제공된 글 ::
_____
BeautifulSoup4 개념 정리

BeautifulSoup

Beautiful Soup transforms a complex HTML document into a complex tree of Python objects. But you’ll only ever have to deal with about four kinds of objects: Tag, NavigableString, BeautifulSoup and Comment.

태그 검색

with open('home.html', 'r') as html_file:
    content = html_file.read()

    soup = BeautifulSoup(content, 'lxml')
    tags = soup.find('h5')
    print(tags)

soup.find(태그) ⇒ 해당하는 첫번째 태그 출력

<h5 class="card-title">Python for beginners</h5>

soup.find_all(태그) ⇒ 해당하는 모든 태그 출력

<h5 class="card-title">Python for beginners</h5>,
<h5 class="card-title">Python Web Development</h5>,
<h5 class="card-title">Python Machine Learning</h5>

태그 내부 text 검색

.text ⇒ text 속성만 가져올 수 있다.

courses_html_tags = soup.find_all('h5')
    for course in courses_html_tags:
				print(course)
        print(course.text)

결과

<h5 class="card-title">Python for beginners</h5>
Python for beginners

특정 태그 내부 태그 검색

  1. div태그 중 class=’card’인 태그 정보를 가져온다.
  2. 태그 내부에 h5태그와 h5.text를 가져온다.
  3. 태그 내부에 a태그와 a.text를 가져온다.
courses_card = soup.find('div', class_='card')
print(course.h5)
print(course.h5.text)
print(course.a)
print(course.a.text)
_____
과제 :: 위의 BeautifulSoup4 개념 정리 글을 마지막 문장 다음부터 이어서 써 주세요.

데이터 발췌 ::
_____
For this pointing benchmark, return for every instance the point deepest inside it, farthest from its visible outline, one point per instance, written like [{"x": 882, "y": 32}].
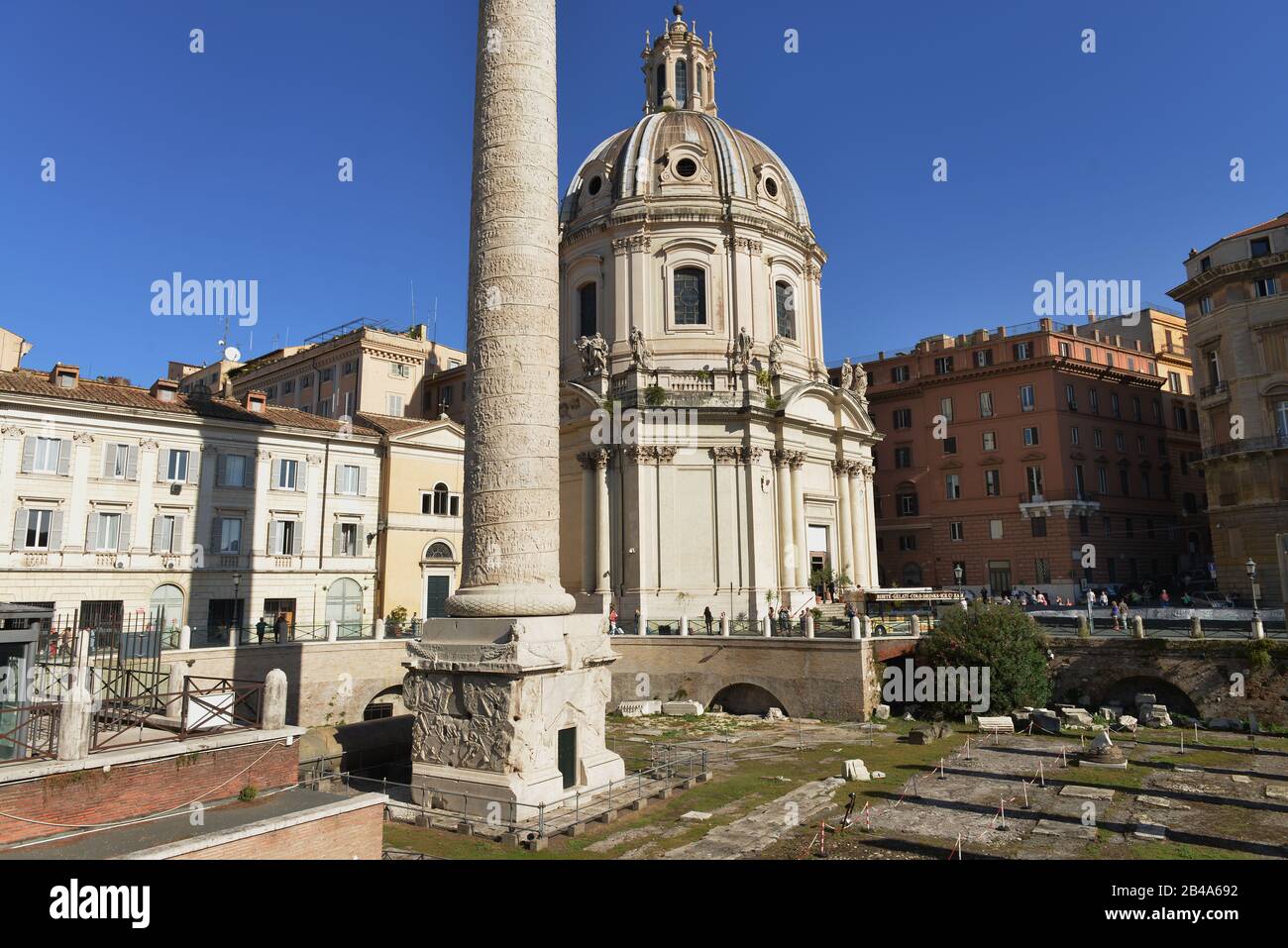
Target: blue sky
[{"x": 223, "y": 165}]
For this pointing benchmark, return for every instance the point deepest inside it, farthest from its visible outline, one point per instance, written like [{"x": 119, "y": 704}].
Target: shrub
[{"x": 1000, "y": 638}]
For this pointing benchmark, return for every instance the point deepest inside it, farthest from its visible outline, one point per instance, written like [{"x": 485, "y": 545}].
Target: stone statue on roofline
_____
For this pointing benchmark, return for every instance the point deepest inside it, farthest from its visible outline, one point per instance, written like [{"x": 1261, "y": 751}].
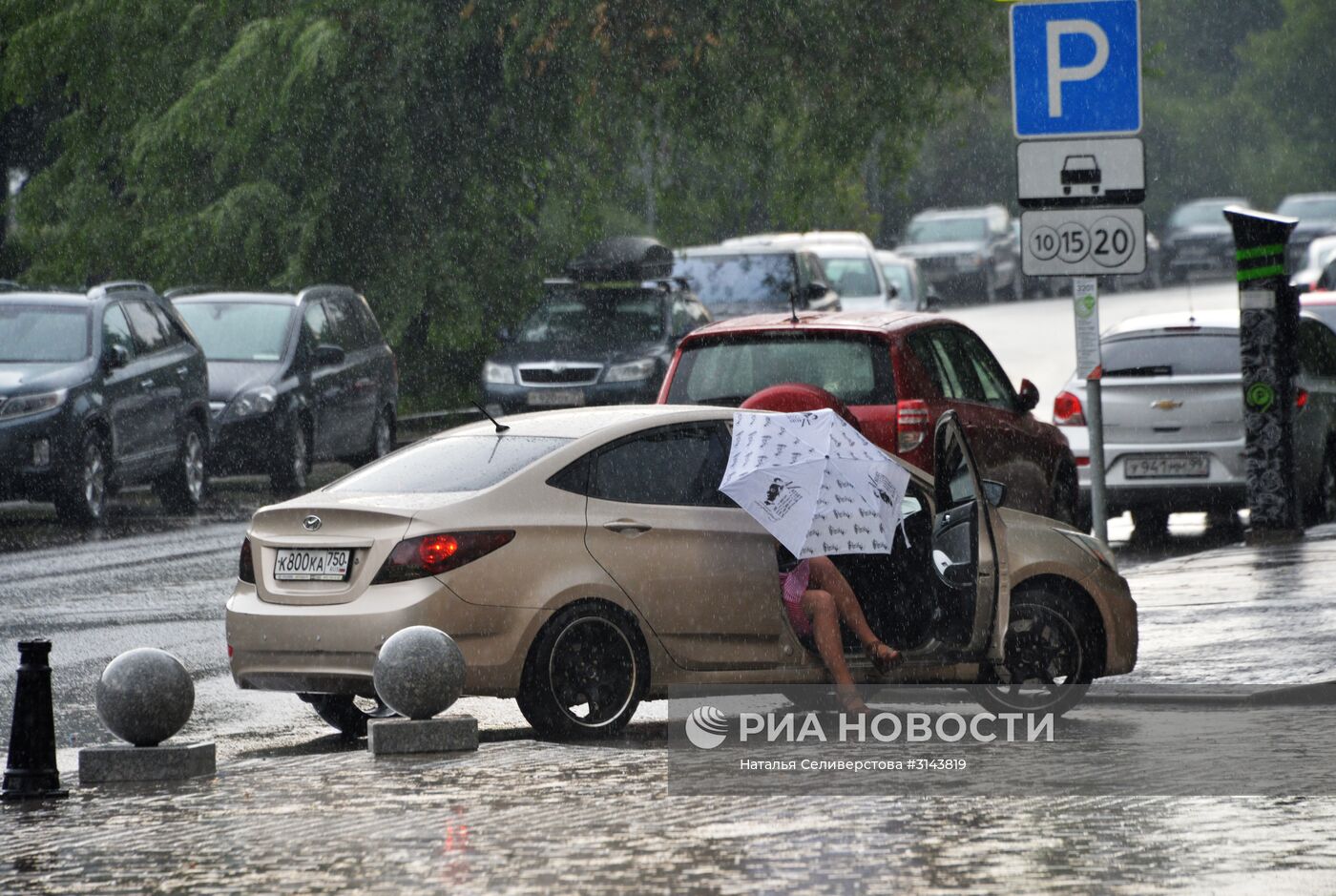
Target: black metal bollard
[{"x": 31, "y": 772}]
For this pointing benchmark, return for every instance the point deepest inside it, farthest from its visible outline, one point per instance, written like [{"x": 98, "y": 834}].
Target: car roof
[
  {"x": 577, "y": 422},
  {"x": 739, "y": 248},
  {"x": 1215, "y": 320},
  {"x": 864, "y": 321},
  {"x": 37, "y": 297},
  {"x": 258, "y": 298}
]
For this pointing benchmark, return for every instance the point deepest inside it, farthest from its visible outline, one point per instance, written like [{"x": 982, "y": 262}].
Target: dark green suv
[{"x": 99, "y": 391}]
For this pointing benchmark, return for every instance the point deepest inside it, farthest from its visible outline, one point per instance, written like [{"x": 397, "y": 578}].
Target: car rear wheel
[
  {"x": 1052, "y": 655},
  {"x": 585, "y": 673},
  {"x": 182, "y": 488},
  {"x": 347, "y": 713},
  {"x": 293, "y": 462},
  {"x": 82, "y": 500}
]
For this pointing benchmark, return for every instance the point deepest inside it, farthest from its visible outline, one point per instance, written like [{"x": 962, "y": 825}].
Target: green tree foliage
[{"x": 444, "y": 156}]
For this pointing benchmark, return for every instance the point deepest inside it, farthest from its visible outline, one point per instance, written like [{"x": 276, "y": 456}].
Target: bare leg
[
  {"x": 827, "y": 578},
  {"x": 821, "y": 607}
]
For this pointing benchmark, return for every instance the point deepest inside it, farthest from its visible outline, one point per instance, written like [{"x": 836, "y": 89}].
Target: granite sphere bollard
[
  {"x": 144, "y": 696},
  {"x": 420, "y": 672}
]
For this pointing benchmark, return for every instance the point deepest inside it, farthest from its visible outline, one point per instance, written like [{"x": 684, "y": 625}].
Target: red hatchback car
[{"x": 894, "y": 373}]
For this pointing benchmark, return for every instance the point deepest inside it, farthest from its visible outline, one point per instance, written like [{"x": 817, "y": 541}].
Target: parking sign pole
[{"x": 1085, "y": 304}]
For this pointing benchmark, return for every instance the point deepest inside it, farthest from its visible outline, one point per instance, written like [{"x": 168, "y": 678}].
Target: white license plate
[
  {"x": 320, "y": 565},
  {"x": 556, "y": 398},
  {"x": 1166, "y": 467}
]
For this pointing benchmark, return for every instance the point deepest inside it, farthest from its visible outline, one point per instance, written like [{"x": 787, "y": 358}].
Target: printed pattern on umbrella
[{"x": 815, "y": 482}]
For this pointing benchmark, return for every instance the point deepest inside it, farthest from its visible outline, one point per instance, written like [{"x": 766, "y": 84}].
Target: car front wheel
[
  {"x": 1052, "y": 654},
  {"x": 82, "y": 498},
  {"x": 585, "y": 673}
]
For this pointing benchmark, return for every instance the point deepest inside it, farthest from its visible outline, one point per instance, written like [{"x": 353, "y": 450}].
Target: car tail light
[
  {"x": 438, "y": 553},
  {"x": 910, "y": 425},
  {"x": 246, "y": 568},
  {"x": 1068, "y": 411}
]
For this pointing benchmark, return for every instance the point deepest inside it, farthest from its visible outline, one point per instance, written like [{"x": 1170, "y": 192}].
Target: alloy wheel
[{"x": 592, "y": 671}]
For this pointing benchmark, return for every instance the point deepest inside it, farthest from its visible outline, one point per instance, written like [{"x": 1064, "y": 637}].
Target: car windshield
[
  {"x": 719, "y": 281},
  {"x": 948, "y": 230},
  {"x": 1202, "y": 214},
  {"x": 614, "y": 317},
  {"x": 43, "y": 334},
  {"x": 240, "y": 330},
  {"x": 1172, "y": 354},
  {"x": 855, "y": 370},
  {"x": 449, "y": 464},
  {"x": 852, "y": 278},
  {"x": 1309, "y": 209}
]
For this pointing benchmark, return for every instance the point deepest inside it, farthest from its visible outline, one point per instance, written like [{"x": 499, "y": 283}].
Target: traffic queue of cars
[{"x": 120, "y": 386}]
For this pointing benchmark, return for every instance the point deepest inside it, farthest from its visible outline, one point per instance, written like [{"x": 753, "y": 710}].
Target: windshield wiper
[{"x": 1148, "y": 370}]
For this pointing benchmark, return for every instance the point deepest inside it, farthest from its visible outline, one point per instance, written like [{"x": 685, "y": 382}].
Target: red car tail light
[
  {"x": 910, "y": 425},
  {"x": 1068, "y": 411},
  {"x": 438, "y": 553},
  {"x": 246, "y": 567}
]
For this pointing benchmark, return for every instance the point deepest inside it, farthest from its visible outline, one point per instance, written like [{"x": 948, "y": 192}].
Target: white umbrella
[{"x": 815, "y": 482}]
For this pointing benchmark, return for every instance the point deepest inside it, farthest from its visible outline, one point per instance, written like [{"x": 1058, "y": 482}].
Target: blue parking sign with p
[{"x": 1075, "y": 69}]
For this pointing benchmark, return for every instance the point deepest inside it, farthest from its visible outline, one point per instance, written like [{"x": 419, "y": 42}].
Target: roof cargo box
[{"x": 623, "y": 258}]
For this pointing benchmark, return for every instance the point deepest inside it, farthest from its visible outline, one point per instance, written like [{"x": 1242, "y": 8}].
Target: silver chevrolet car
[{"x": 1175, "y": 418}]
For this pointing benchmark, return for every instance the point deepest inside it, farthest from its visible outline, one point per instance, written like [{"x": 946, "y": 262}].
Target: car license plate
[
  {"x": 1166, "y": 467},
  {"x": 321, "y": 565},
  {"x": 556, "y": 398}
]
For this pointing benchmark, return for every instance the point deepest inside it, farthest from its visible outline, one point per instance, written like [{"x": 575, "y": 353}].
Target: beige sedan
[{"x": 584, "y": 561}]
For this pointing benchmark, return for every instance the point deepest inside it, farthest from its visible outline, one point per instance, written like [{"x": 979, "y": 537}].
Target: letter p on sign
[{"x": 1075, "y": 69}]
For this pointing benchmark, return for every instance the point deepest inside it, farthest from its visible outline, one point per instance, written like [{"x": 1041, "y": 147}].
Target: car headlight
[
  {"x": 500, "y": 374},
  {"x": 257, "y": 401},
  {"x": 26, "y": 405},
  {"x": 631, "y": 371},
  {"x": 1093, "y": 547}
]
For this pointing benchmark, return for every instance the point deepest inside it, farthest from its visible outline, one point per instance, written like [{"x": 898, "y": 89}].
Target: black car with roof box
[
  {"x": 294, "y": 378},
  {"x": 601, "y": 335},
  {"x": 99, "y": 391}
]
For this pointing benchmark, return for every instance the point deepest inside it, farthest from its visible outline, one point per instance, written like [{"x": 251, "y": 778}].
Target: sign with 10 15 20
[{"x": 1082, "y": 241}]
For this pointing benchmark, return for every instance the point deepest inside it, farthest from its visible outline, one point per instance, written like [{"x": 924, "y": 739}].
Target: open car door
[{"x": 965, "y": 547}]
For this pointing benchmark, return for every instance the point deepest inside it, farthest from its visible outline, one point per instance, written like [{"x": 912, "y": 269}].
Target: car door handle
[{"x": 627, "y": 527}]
_____
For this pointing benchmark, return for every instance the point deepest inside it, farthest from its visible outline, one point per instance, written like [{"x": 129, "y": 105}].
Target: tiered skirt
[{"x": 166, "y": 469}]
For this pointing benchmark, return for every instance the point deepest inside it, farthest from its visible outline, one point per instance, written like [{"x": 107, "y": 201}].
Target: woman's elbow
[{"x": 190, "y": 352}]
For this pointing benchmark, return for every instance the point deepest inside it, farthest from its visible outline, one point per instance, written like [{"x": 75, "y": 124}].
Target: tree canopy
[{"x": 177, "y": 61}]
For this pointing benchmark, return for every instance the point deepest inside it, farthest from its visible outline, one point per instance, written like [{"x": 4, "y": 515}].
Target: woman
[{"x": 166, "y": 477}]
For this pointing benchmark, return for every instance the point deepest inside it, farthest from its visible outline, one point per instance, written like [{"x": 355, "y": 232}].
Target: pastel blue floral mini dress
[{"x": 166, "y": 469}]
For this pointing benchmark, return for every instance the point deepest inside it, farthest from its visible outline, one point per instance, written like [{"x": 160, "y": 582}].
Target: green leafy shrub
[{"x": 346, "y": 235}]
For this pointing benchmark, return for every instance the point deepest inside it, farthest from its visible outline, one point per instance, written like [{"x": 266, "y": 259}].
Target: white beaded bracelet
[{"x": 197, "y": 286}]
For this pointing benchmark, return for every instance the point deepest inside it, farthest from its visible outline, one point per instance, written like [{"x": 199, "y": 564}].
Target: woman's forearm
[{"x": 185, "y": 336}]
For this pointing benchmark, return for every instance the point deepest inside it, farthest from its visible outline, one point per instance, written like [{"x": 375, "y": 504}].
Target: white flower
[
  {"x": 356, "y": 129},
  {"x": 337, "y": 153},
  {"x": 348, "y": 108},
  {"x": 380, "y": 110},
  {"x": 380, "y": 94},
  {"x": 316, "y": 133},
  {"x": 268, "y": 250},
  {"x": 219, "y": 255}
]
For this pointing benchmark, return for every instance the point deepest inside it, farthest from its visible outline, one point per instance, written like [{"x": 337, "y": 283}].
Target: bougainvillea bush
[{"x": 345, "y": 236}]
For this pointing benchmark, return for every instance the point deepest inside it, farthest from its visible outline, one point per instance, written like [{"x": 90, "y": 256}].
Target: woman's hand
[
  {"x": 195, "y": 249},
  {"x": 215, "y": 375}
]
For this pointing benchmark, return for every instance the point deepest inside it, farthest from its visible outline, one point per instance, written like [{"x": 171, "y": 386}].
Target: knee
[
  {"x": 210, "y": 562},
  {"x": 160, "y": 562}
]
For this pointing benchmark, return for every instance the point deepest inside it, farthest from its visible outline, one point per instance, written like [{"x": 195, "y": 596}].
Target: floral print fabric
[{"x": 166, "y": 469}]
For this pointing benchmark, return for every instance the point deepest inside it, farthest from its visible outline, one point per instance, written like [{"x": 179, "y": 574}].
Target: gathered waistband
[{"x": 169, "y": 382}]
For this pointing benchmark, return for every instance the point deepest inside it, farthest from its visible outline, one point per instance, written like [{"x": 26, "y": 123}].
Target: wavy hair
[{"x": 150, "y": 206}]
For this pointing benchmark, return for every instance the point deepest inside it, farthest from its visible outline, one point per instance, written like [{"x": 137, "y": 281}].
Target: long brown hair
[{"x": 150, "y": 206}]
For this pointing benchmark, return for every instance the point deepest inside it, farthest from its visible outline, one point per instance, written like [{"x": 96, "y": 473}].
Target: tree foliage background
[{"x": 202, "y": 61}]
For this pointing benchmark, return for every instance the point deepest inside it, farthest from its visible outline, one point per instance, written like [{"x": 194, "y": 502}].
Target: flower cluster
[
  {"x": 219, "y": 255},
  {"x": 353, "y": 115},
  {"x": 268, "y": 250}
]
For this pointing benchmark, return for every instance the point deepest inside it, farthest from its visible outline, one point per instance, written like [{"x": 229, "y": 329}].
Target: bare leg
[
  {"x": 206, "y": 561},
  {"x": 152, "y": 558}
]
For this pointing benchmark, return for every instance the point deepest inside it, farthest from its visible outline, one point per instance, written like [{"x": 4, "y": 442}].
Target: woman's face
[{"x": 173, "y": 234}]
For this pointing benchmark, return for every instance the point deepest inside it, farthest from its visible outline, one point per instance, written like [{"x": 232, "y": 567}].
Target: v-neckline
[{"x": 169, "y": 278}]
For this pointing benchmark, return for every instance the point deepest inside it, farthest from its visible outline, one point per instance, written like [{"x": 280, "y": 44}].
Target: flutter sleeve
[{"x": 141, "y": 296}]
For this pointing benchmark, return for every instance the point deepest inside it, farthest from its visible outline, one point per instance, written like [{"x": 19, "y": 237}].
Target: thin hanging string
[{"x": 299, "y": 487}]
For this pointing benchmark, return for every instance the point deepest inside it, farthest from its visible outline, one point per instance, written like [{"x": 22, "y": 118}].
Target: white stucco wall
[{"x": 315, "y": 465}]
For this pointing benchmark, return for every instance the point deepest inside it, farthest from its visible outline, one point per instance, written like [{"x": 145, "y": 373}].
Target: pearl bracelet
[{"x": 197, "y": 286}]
_____
작성 결과 ::
<h5 class="card-title">Python for beginners</h5>
Python for beginners
<a class="btn btn-primary" href="#">Start for 20$</a>
Start for 20$

문자열 조작

split 사용

course.a.text
course.a.text.split()[-1]

결과

Start for 100$
100$

replace 사용 → 모든 문자 치환

job.find('h3', class_='joblist-comp-name').text.
job.find('h3', class_='joblist-comp-name').text.replace(' ', '')

결과

	Surya Informatics Solutions Pvt. Ltd.
SuryaInformaticsSolutionsPvt.Ltd.

strip 사용 → 양 옆 공백 삭제

job.find('h3', class_='joblist-comp-name').text.
job.find('h3', class_='joblist-comp-name').text.strip()

결과

	Surya Informatics Solutions Pvt. Ltd.
Surya Informatics Solutions Pvt. Ltd.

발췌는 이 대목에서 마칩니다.